List every item the page text, which covers Bayesian networks for CA classification from cardiac PET images, names as future work.

PAGE TEXT:
━━━━━━━━━━━━━━━━

The main limitation of this work lies in the specific case study (early acquired cardiac PET images from CA patients) approached with the explained methodology. In particular, in the limited dataset and in the fact that the severity of the disease was not accounted for (as a general index across the various subtypes is not available), possibly leading to biased data and dataset split. To better explore the capabilities and potentiality of the Bayesian framework in similar scenarios and to produce a severity metric based on PET acquisitions are objectives of future works. Moreover, better tuning of the models and a major exploration of possible approximations and algorithms to improve Bayesian inference performance and computational cost could also be considered future works.

Conclusion

In the present work, four models were developed to assess, through a CA classification case study, the capability of BCNNs to overcome some of the limitations of deep learning in data scarcity scenarios. The developed BCNN showed comparable accuracy on the test dataset in comparison with the deterministic CNN; it is also able to reduce silent failures by spotting OOD inputs better than the deterministic and approximate bayesian models. Moreover, both the approximate Bayesian DropBCNN and the BCNN provided epistemic uncertainty. It is well known that epistemic uncertainty is fundamental for enriching the prediction and delivering crucial information to improve model performance, better interpret results, and possibly construct thresholds to refuse classification.

━━━━━━━━━━━━━━━━

MATERIAL SHOWN:

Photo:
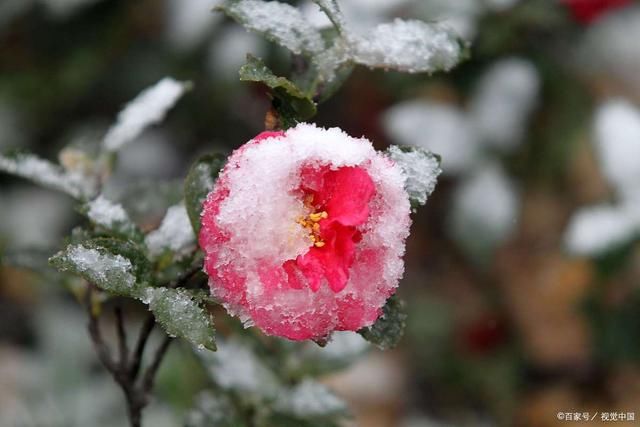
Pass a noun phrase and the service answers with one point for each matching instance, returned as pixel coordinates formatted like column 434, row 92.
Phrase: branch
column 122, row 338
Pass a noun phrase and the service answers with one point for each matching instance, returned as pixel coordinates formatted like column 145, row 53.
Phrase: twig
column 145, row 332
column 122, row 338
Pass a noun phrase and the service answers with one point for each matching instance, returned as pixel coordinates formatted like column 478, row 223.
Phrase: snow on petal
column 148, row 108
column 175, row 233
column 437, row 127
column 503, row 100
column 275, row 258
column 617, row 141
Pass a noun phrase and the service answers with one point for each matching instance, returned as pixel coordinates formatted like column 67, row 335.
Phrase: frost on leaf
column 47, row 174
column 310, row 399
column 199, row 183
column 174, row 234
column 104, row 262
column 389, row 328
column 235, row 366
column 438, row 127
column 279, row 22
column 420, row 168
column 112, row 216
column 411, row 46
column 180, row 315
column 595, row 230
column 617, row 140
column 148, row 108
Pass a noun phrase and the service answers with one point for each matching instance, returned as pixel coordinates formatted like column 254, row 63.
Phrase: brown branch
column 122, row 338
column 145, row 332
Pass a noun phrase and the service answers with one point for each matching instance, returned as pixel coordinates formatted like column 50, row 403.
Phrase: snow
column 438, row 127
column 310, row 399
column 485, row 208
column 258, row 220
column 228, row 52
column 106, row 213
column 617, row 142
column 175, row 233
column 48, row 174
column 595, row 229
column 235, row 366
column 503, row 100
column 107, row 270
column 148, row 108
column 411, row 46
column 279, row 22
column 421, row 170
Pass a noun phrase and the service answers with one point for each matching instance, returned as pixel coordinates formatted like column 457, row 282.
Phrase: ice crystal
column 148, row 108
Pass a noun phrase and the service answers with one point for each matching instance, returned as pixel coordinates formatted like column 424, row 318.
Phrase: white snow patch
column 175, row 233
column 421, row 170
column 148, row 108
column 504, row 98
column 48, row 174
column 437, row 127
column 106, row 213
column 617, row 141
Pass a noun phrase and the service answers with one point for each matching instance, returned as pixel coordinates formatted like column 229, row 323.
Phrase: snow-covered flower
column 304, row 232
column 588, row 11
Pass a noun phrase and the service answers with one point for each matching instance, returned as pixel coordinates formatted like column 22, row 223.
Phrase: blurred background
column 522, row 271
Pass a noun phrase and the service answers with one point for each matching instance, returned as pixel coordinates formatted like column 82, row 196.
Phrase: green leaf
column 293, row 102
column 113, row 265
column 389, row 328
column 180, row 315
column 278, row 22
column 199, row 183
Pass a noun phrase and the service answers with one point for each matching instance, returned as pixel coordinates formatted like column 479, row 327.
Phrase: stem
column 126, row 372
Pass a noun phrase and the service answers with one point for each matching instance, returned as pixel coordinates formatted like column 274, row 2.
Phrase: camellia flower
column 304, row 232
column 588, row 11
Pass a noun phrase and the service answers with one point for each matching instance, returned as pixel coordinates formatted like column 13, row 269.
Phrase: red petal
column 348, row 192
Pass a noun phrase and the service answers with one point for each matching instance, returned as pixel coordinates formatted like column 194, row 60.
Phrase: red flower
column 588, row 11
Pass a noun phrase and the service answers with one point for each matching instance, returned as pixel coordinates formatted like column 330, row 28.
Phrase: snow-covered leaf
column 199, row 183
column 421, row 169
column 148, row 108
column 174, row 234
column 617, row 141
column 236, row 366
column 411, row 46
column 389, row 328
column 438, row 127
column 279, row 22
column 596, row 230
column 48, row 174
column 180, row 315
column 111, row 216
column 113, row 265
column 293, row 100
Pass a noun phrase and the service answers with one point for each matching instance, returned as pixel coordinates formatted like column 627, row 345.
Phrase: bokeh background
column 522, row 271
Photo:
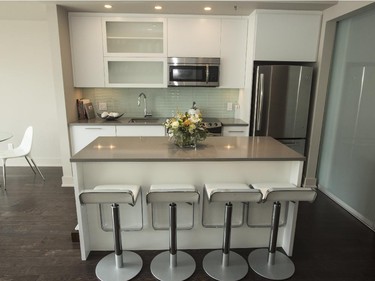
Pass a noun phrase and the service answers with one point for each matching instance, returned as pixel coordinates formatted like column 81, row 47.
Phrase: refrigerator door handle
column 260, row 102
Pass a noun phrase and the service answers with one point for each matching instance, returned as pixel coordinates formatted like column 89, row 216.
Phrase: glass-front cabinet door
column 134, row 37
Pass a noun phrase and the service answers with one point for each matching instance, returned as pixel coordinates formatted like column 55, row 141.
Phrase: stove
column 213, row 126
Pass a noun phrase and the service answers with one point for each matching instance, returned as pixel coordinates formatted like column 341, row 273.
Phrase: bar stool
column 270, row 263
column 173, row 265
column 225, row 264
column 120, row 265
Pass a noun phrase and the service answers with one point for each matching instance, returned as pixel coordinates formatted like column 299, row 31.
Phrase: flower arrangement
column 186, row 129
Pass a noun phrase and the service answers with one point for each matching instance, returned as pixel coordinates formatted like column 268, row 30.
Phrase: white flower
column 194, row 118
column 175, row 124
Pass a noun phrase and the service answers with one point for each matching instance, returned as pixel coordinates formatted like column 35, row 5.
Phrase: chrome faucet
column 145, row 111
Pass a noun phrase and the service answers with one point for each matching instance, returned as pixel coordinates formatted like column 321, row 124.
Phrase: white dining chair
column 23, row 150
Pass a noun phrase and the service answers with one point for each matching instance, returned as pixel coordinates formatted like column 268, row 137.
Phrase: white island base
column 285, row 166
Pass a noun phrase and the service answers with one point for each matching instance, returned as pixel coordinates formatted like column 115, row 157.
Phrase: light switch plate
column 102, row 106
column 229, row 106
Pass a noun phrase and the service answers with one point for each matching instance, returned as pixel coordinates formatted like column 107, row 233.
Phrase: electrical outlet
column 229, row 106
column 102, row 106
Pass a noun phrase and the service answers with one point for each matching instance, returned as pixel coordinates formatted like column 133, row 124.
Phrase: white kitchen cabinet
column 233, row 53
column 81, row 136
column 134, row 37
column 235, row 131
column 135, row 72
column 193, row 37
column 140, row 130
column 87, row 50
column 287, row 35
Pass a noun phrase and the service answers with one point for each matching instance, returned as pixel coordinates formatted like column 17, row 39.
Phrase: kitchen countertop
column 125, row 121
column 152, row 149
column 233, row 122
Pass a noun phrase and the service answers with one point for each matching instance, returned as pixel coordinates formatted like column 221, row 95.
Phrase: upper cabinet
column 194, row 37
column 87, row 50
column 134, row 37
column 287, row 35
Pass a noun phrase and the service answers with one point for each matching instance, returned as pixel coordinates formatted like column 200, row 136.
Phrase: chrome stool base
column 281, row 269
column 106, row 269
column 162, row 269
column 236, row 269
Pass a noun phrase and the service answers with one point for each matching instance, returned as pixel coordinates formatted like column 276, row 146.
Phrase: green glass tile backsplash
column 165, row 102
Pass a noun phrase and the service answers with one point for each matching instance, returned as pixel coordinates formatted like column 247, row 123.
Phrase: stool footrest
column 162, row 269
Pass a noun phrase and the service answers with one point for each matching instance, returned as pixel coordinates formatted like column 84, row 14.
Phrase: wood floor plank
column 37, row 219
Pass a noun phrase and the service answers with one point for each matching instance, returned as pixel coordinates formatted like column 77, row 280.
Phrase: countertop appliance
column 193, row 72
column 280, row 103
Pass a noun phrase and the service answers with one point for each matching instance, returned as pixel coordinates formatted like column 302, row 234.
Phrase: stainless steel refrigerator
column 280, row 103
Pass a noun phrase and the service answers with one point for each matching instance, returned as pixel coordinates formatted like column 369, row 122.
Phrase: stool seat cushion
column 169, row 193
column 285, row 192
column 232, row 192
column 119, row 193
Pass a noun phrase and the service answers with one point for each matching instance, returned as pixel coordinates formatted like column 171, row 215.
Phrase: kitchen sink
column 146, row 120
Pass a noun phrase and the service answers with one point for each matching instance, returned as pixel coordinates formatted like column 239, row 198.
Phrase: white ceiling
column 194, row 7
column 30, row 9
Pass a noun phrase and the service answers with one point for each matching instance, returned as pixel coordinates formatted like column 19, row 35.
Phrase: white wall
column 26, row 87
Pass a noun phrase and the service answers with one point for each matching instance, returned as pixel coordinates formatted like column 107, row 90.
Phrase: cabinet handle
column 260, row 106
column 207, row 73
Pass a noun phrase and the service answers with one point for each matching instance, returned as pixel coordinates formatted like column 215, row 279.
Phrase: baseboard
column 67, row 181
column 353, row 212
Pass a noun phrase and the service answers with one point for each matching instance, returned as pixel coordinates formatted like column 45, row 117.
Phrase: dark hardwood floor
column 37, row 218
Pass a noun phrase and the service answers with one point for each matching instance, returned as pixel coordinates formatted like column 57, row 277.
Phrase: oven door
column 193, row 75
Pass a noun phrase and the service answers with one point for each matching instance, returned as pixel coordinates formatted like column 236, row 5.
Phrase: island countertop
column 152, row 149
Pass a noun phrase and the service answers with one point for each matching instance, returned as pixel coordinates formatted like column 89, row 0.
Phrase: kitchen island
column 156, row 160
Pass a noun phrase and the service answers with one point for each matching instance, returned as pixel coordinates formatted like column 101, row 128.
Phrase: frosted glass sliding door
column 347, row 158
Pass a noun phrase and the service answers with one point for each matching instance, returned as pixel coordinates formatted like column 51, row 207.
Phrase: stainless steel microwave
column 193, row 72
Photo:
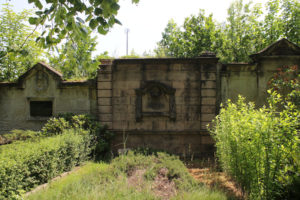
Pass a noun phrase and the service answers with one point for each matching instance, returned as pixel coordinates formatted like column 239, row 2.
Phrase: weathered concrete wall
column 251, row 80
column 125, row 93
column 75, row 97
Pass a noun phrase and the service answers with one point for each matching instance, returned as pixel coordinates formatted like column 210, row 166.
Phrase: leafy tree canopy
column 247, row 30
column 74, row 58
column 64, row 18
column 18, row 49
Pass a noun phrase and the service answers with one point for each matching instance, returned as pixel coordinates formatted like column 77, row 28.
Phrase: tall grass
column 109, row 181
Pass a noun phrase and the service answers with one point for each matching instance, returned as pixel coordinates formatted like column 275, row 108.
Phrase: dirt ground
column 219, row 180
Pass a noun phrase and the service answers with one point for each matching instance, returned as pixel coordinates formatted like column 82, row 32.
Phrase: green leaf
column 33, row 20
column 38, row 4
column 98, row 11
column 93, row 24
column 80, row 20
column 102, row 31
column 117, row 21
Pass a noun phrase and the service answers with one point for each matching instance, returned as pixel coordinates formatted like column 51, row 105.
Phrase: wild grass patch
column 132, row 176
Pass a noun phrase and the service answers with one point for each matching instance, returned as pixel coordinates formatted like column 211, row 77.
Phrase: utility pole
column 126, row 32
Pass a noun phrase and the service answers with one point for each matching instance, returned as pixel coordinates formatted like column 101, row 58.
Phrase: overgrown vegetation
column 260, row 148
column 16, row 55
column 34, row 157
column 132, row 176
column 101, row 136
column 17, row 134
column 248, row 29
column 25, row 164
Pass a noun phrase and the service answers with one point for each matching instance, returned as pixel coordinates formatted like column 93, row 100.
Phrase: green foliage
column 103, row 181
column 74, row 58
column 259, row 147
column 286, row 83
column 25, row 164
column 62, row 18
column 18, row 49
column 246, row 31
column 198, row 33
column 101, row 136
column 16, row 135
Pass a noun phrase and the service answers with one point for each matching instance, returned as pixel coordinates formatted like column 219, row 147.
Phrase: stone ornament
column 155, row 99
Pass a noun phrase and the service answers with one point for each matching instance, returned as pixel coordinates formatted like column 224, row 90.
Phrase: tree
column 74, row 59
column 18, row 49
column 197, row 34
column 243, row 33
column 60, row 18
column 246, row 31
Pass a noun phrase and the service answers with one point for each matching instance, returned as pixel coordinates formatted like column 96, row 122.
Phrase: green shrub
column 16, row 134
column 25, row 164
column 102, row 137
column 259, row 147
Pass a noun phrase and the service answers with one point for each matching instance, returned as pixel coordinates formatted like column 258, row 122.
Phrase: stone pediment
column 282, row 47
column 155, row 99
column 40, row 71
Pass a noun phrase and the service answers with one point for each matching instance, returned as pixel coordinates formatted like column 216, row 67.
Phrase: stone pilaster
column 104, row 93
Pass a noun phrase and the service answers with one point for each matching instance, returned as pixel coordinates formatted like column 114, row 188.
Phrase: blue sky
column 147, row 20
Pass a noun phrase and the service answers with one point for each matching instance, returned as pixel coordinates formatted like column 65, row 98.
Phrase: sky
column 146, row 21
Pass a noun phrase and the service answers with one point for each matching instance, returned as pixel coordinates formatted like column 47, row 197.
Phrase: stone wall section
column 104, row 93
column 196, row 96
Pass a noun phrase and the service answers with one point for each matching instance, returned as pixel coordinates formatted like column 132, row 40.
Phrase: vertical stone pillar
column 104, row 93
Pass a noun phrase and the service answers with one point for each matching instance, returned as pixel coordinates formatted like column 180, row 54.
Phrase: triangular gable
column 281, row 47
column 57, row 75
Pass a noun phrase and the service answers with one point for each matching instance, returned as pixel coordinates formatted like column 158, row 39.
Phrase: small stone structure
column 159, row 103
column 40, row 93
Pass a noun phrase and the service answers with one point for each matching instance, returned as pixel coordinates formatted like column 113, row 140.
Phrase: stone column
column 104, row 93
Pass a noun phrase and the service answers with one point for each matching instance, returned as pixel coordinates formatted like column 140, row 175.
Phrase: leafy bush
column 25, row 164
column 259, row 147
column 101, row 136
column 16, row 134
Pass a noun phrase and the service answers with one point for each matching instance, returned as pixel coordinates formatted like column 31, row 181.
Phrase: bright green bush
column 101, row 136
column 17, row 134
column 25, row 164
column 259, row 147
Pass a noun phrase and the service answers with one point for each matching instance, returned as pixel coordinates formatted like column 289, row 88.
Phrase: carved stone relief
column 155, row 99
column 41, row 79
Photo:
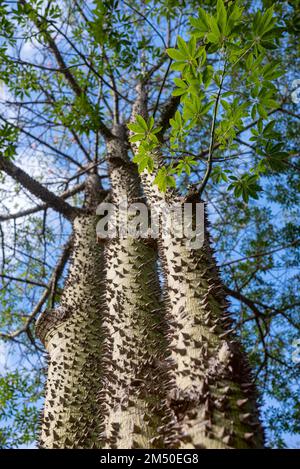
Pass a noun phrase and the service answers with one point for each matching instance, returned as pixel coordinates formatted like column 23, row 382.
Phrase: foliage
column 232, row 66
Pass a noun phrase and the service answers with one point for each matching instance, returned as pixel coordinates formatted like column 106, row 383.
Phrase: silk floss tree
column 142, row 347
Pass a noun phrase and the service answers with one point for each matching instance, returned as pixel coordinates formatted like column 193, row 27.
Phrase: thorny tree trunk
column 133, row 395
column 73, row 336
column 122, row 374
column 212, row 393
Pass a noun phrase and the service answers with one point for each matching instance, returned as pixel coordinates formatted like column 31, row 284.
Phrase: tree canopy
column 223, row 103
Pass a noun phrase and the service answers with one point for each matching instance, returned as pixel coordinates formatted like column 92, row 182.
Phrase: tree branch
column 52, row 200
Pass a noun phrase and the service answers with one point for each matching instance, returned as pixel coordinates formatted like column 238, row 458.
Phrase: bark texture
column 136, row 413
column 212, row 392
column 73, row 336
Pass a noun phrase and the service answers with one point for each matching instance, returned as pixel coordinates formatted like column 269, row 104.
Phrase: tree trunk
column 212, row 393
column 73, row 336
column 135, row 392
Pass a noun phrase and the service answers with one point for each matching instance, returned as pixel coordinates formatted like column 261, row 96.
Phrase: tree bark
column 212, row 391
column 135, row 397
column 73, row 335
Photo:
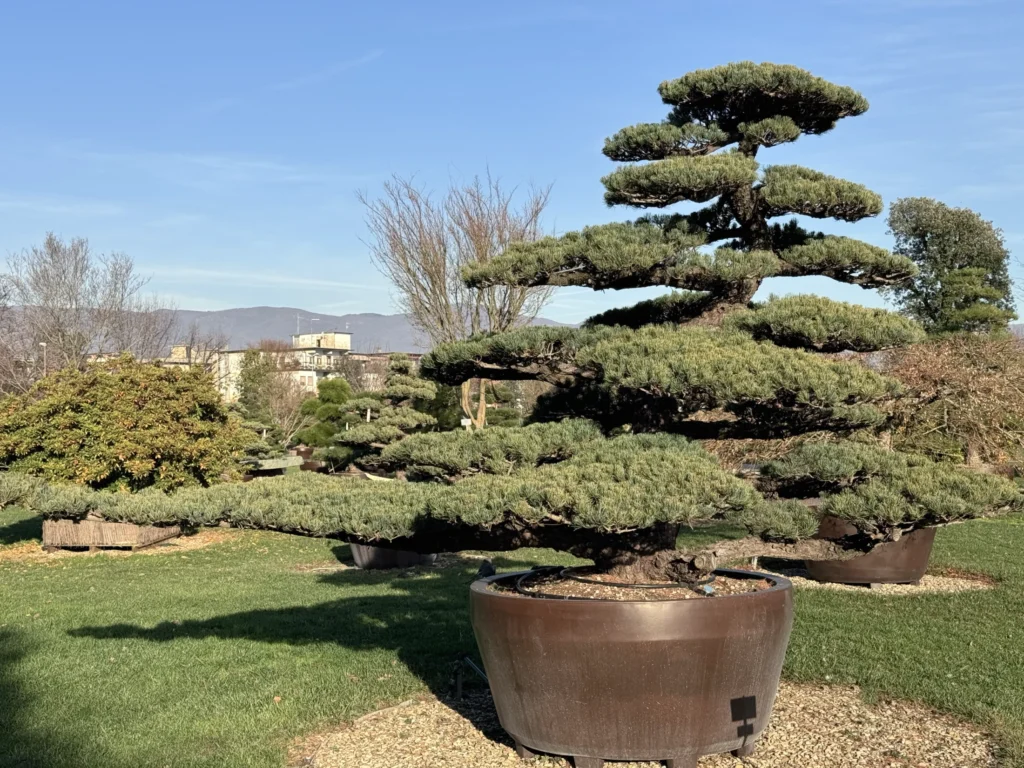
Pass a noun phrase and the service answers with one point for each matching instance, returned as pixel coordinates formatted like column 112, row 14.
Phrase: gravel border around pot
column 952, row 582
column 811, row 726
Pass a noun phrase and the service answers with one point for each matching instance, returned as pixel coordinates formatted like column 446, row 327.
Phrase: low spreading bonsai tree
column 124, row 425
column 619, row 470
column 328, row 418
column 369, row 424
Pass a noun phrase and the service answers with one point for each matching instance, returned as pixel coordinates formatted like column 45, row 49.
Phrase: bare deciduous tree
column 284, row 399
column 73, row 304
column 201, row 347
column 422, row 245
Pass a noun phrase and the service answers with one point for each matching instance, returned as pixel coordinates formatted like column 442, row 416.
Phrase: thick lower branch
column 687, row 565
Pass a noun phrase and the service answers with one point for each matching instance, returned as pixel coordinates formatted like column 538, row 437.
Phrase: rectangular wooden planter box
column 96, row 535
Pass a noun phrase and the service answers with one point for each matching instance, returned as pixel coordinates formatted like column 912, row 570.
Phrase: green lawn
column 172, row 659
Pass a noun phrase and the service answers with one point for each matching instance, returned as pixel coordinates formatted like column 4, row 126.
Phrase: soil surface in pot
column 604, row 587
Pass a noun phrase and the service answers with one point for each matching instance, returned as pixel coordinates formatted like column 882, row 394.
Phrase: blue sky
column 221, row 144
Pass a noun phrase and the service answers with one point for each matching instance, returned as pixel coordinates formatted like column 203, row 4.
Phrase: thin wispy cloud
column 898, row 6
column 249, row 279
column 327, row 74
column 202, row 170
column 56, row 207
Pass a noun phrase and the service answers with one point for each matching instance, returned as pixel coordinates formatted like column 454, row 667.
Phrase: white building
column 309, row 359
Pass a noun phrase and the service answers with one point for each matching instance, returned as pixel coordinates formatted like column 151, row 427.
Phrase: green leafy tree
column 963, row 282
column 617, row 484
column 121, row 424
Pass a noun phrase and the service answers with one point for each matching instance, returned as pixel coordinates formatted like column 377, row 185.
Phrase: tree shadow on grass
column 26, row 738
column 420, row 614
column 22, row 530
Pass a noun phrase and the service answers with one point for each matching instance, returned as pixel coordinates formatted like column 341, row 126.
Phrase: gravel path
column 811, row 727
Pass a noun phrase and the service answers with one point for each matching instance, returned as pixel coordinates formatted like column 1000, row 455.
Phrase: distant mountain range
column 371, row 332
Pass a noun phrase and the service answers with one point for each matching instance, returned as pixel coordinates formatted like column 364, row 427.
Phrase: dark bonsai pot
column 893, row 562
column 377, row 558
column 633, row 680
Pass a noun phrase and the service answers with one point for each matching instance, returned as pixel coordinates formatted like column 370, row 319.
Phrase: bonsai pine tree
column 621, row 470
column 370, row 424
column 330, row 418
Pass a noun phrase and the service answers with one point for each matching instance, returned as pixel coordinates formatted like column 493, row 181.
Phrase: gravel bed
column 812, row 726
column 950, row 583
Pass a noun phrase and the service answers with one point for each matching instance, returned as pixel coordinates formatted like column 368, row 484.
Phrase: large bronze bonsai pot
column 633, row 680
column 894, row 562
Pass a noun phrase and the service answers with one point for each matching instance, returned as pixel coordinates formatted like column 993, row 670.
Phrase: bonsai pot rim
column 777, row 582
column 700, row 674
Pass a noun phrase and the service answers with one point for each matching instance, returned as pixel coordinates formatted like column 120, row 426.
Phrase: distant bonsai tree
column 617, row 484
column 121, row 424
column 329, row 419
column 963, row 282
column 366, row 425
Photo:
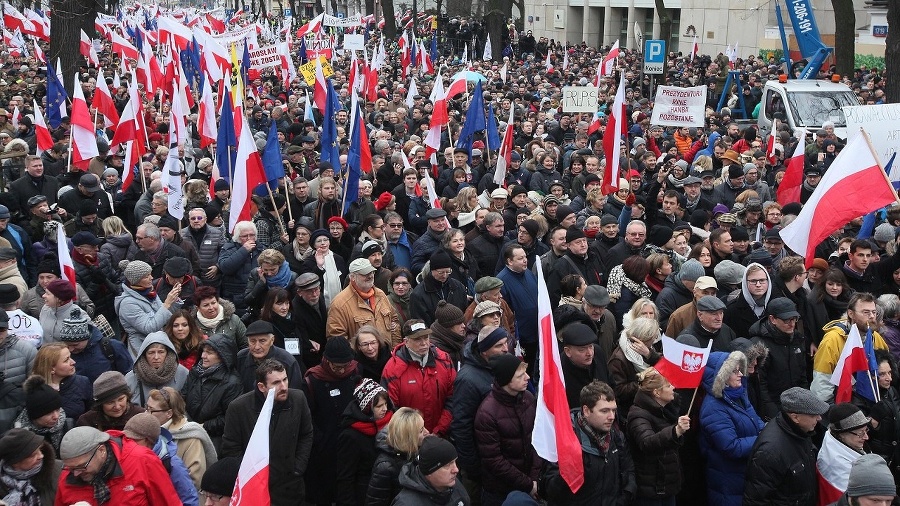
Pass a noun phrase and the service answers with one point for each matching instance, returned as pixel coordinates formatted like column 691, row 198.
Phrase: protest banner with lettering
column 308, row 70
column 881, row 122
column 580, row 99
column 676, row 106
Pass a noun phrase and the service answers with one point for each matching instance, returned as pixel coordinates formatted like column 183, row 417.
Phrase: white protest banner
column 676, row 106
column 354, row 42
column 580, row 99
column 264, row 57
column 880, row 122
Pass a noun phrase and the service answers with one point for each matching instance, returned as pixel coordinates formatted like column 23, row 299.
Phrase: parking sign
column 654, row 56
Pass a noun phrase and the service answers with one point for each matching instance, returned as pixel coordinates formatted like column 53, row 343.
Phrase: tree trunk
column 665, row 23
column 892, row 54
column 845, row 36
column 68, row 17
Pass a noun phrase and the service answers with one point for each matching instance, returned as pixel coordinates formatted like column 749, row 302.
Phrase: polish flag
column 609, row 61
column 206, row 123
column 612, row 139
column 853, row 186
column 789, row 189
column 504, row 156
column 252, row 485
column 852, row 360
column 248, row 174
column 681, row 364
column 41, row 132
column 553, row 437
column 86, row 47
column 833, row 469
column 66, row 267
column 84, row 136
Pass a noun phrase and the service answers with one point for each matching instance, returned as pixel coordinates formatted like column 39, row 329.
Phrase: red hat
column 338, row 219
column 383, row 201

━━━━━━━━━━━━━━━━

REPLY:
- Exploring the capabilities and potential of the Bayesian framework in similar scenarios
- Producing a severity metric based on PET acquisitions
- Better tuning of the models
- Further exploring possible approximations and algorithms to improve Bayesian inference performance and computational cost